# What the task asks:
Output the records from the line with "Please identify where the distant" to the line with "(336, 415), (394, 495)" as a two-column CSV with the headers record_text and answer. Give one row per record and put each field in quotes, replacing line breaks with spaces.
Start
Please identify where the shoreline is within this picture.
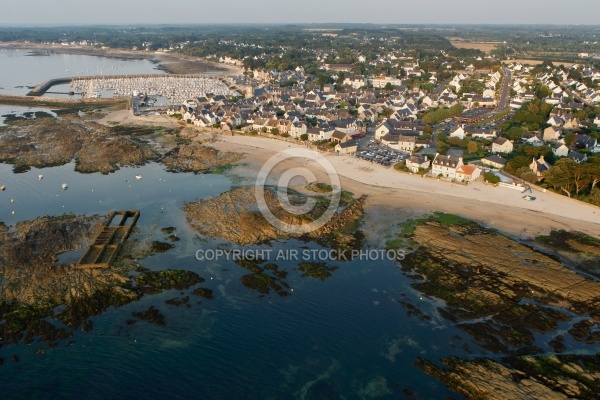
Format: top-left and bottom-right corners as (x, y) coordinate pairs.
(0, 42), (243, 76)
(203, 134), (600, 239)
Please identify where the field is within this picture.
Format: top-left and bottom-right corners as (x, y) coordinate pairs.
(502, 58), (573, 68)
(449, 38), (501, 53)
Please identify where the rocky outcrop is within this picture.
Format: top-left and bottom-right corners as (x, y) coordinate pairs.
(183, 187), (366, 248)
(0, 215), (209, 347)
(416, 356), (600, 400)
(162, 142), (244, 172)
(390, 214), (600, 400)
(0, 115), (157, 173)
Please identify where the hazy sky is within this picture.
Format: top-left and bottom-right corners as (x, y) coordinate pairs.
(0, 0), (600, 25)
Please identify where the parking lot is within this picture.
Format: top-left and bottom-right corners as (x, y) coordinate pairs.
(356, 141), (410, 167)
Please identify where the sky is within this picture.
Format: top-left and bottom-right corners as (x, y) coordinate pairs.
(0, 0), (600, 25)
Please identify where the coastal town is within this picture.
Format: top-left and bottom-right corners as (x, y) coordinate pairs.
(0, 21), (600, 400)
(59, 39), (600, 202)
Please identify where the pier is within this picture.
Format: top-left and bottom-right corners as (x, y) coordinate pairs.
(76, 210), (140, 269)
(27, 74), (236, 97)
End
Start
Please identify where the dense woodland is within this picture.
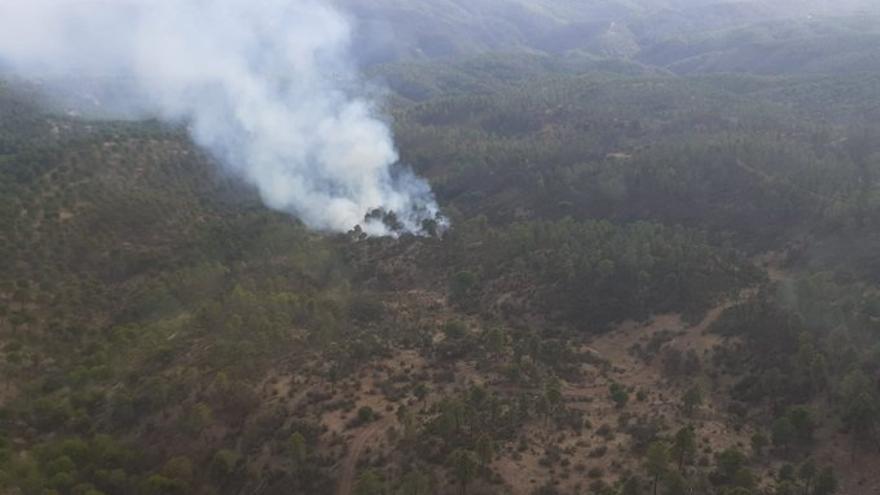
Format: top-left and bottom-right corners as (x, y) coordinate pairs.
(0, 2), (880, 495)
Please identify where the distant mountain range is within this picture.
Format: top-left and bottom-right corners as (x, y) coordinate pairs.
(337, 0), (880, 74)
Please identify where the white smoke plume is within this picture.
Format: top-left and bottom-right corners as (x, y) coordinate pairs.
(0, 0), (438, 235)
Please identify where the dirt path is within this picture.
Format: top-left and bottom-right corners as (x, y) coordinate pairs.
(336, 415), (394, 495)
End
# Finished exercise:
record_text,answer
"Please identify where the distant mountain range is within this picture. Format: top-left and bottom-right corners as (x, y) coordinate pairs.","(337, 0), (880, 74)"
"Please identify where the white smoke plume is within this picture. Format: top-left and bottom-right corners as (x, y) coordinate pairs.","(0, 0), (438, 235)"
"Please identify where the dirt path is within this picture. Format: top-left and bottom-right corners as (x, y) coordinate pairs.","(336, 415), (394, 495)"